→ **Work instructions**:
Please transcribe every record below exactly as written.

[Stored data entries]
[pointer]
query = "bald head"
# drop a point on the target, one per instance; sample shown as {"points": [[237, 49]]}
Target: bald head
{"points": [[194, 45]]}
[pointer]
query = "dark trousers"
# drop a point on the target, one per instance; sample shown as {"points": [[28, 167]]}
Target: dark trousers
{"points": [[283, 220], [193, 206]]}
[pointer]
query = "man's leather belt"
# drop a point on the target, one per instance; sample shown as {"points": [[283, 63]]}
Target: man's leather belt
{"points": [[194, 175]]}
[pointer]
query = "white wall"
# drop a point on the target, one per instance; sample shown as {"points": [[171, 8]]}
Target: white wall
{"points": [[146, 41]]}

→ **Response**:
[pointer]
query = "bald head"
# drop a point on the target, one per instance; sample shown as {"points": [[237, 49]]}
Target: bald head
{"points": [[194, 45]]}
[pointer]
query = "dark trousers"
# drop a point on the target, one per instance; sample shown as {"points": [[28, 167]]}
Target: dark trousers
{"points": [[283, 220], [193, 206]]}
[pointer]
query = "man's leather belt"
# drop a point on the target, one per instance; sample shown as {"points": [[283, 63]]}
Target: man's leather belt
{"points": [[194, 175]]}
[pointer]
query = "white wall"
# drop a point on the target, one per instance; sample shown as {"points": [[171, 8]]}
Target: white wall
{"points": [[146, 41]]}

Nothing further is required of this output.